Salvos’ Asylum Seeker and Refugee Service – hope and help in dark times
For around 600 families supported by Salvation Army Asylum Seeker and Refugee Service, life is often bleak and desperate. While service manager Karen Elkington says the service is only able to scratch the surface when supporting those with deep and complex needs, at Christmas and all year, the small team works to offer friendship, support and some hope.
Every November, enthusiastic Salvation Army Asylum Seeker and Refugee Service volunteer Mounib starts counting down the days to start decorating the service’s humble offices for Christmas.
Service manager Major Karen Elkington says: “For the last few years, as soon as the end of November rolls around, Mounib – who is himself an asylum seeker – is in here with other volunteers decorating the centre.
“It is all part of looking after each other and our community members by generating some positive energy, which is very important in what is an often sad and challenging environment.”
Desperate need for asylum seeker and refugee support
The Asylum Seeker and Refugee Service, based in Brunswick (Vic.), currently supports around 600 households, predominantly families with children.
The service in its current form has been running since 2010, predominantly supporting those who have no income, or who receive minimum benefits (smaller than would be received by an Australian resident on a Centrelink benefit).
Karen says many of the community members have no work rights, and no access to Medicare support. So, she says, asylum seeker support and refugee support, is essential.
“Over time, we’ve seen a lot of changes mostly related to government immigration policy towards people seeking asylum. Most don’t have income due to government policy settings. So, we’re dealing with a whole range of people who are highly disadvantaged and after languishing in limbo for over a decade, many are also highly traumatised,” she says.
Providing essential asylum seeker support and refugee support
The service works under The Salvation Army Doorways banner, providing case management and specialised emergency relief such as food vouchers, Salvos Stores vouchers and some support with bills, public transport costs and more.
The service also provides material aid, such as clothing, toiletries, food parcels and, at Christmas time, children’s toys.

==========

In the text on the Salvation Army Asylum Seeker and Refugee Service, where is the service based? The listing has nothing to do with this text.

==========

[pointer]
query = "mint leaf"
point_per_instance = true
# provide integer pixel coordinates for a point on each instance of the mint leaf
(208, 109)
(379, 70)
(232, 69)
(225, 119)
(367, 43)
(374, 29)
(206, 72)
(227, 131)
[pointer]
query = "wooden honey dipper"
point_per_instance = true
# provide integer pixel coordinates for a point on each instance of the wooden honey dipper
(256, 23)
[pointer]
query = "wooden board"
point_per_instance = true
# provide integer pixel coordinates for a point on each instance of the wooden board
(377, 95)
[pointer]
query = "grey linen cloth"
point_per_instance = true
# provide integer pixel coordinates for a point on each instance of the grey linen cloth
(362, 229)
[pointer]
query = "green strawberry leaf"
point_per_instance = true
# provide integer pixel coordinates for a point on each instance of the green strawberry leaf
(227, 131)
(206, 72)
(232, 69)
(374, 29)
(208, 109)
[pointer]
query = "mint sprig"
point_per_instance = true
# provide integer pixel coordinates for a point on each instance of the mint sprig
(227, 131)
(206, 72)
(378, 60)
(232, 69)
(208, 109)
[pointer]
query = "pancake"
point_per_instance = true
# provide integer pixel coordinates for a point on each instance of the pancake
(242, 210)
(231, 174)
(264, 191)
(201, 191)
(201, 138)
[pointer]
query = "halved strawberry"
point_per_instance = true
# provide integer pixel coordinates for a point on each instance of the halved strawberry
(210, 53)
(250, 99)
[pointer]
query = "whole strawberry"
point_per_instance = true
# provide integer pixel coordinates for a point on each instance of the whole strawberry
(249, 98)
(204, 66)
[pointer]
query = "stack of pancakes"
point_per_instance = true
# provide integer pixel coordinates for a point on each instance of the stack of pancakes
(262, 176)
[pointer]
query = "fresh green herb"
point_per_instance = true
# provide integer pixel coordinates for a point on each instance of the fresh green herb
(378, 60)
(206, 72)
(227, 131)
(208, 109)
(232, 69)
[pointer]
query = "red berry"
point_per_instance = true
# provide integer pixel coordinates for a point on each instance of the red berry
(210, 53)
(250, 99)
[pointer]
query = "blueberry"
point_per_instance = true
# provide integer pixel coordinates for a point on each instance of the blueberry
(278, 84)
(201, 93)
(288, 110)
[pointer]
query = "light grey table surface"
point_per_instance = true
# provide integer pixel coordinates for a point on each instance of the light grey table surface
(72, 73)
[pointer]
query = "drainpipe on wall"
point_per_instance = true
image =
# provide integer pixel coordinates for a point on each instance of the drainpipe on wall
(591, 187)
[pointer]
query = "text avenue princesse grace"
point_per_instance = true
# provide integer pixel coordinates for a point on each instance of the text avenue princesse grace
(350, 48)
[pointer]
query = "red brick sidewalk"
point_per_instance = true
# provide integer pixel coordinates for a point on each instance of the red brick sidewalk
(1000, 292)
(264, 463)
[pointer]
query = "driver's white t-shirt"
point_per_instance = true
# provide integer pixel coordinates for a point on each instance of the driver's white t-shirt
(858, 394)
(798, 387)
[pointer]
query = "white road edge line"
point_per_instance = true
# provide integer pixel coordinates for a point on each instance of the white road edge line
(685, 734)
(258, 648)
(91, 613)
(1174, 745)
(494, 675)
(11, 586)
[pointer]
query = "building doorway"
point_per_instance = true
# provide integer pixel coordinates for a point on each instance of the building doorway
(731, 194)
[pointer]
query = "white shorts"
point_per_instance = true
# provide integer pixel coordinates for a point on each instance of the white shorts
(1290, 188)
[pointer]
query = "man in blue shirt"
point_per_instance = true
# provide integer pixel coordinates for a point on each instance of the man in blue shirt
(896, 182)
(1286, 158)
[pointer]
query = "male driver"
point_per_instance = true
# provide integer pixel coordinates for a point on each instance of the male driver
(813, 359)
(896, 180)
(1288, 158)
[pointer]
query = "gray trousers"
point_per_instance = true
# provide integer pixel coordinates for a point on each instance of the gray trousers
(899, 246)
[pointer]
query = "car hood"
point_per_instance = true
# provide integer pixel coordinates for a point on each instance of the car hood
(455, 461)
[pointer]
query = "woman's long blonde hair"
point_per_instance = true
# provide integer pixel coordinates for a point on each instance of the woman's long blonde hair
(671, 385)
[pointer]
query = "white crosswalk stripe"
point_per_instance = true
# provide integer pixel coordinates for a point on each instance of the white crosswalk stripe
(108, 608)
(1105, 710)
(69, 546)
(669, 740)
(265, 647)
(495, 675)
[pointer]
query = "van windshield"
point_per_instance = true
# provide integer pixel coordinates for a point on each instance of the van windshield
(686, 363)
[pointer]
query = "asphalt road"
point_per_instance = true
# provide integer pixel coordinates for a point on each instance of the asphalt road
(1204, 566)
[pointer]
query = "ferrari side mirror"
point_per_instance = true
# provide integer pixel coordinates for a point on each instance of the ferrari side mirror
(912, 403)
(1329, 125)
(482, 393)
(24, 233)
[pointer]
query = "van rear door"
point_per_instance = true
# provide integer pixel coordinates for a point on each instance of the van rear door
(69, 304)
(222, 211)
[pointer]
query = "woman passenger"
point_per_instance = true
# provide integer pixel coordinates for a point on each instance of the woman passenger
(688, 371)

==========

- [Answer space] Brunswick (Vic.)